[Point localization data]
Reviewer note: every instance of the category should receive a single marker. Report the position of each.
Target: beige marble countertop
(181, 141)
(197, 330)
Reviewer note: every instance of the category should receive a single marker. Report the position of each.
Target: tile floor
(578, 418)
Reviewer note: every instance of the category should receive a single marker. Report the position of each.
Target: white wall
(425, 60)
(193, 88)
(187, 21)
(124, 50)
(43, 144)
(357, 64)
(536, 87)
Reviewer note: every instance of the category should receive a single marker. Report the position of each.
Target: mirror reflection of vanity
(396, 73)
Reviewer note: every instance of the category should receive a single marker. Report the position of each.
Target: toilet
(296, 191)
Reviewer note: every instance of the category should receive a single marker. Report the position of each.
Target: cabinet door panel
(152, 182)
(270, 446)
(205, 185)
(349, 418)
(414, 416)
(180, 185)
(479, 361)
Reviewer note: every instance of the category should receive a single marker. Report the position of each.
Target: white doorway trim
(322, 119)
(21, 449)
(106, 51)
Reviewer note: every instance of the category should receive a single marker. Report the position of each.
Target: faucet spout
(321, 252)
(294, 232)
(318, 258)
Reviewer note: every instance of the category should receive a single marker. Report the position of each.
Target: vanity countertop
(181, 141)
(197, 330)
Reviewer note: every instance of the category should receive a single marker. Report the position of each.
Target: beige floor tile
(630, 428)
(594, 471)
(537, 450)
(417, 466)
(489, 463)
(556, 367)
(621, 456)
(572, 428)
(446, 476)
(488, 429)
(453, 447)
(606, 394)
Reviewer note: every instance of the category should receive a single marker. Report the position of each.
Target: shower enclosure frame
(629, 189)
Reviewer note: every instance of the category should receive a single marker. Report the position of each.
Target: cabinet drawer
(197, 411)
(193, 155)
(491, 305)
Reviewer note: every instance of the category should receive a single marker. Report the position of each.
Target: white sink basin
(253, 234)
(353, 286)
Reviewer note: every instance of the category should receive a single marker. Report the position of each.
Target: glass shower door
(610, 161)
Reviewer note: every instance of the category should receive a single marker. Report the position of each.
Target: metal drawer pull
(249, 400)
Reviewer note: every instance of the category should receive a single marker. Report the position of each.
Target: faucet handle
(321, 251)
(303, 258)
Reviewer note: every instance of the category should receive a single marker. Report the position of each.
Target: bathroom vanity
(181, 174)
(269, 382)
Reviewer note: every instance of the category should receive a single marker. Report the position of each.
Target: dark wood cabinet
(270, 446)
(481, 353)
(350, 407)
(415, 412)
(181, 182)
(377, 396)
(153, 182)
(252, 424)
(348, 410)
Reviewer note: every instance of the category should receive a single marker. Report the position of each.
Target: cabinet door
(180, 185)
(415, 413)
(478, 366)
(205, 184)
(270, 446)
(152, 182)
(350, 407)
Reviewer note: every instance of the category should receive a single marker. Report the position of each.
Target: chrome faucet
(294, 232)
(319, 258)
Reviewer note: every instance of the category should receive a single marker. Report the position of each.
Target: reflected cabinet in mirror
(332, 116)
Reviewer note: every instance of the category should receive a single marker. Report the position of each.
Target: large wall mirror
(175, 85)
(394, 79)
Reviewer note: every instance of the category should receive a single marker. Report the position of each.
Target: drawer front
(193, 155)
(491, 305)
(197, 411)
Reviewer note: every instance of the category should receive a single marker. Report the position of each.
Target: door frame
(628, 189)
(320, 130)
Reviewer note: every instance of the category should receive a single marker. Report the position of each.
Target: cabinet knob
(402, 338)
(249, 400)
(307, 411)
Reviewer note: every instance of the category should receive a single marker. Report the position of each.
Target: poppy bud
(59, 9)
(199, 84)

■ **EXERCISE DETAILS**
Make an exact copy of every entry.

■ **WRITTEN SOLUTION**
Reviewer note: every instance of the category should receive a single marker. Report the position of each.
Target: beige marble countertop
(181, 141)
(197, 330)
Reviewer note: every instance of the category should receive a single marker. Report the position of each.
Target: tile floor
(578, 418)
Reviewer note: every instance of the category should receive a single marker. Report the position of each.
Target: white wall
(425, 60)
(193, 88)
(187, 21)
(124, 50)
(43, 144)
(357, 64)
(536, 87)
Reviewer note: every instance of the category should receive a single marker. Report the position of each.
Target: mirror reflection of vanity
(396, 73)
Reviewer note: every instance of the category should receive a single marker. Report the position of each.
Target: toilet
(296, 191)
Reviewer note: every instance of the category should receive a single marker. Report the position of each.
Target: cabinet door panel
(152, 182)
(270, 446)
(205, 185)
(349, 418)
(414, 416)
(180, 185)
(479, 361)
Reviewer note: every instance of the category should receive a single marker. Report the position of each.
Target: white doorway trim
(322, 119)
(21, 449)
(106, 51)
Reviewer note: every instance of the category should receive a single marker. Report the position of each.
Target: faucet spout
(321, 252)
(294, 232)
(318, 258)
Reviewer note: every instance of the category should receive a single marker. Report the position of each.
Target: vanity countertop
(181, 141)
(197, 330)
Reviewer note: every instance of the category should receive a single marker. Report the position of each.
Target: beige floor tile
(630, 428)
(594, 471)
(537, 450)
(417, 466)
(489, 463)
(556, 367)
(621, 456)
(572, 428)
(446, 476)
(488, 429)
(453, 447)
(606, 394)
Reviewer note: every instance of the category should receive a single marker. Report the position of each.
Target: shower enclosure frame
(629, 189)
Reviewer note: every instance of the category should receive a single marker. Report the position of each.
Target: cabinet drawer
(197, 411)
(193, 155)
(491, 305)
Reviewer note: every instance of the category should receive a single marker. Report the position of each.
Target: white sink basin
(253, 234)
(353, 286)
Reviewer note: every instance of the category should receive a single marker. Report the position of each.
Target: glass shower door
(610, 161)
Reviewer note: every instance of the category should receive a single marker. Report the position of each.
Target: metal drawer pull
(249, 400)
Reviewer note: every instance of the category should receive a single marker. Report the position of each.
Target: faucet handle
(321, 251)
(303, 258)
Reviewer note: every instance of the category should receive a single marker. Report the position of each.
Target: bathroom vanity
(181, 174)
(269, 382)
Reviewer note: every instance of the category should receive a single marker. Report the position of each.
Target: dark wood cabinet
(270, 446)
(481, 353)
(350, 407)
(415, 412)
(181, 182)
(377, 396)
(153, 182)
(252, 424)
(348, 410)
Reviewer note: every instance of the category should receive a single marker. Report the position of each.
Target: cabinet door
(180, 185)
(415, 413)
(478, 366)
(205, 184)
(270, 446)
(152, 182)
(350, 407)
Reviewer note: every instance of the category should receive a single marker. Report the position of each.
Target: chrome faucet
(294, 232)
(319, 258)
Reviewer note: every instance of the category should receive a single marker. Report the position of each.
Target: reflected cabinet in mirror
(332, 116)
Reviewer note: every instance of the category should receive a single marker. Report the position of each.
Target: large wall mirror
(175, 85)
(394, 79)
Reviewer note: every instance of the category should receive a single marker. Report the position of each.
Target: drawer front
(193, 155)
(491, 305)
(197, 411)
Reviewer note: every instance of the category should receive a single marker. Report the position of each.
Target: door frame
(628, 189)
(320, 130)
Reviewer note: every instance of the category should receive a single marker. Report the position of each.
Target: cabinet knob
(402, 338)
(249, 400)
(307, 411)
Reviewer note: every instance of the category should receive a single marker. Report the position of each.
Target: poppy bud
(59, 9)
(199, 84)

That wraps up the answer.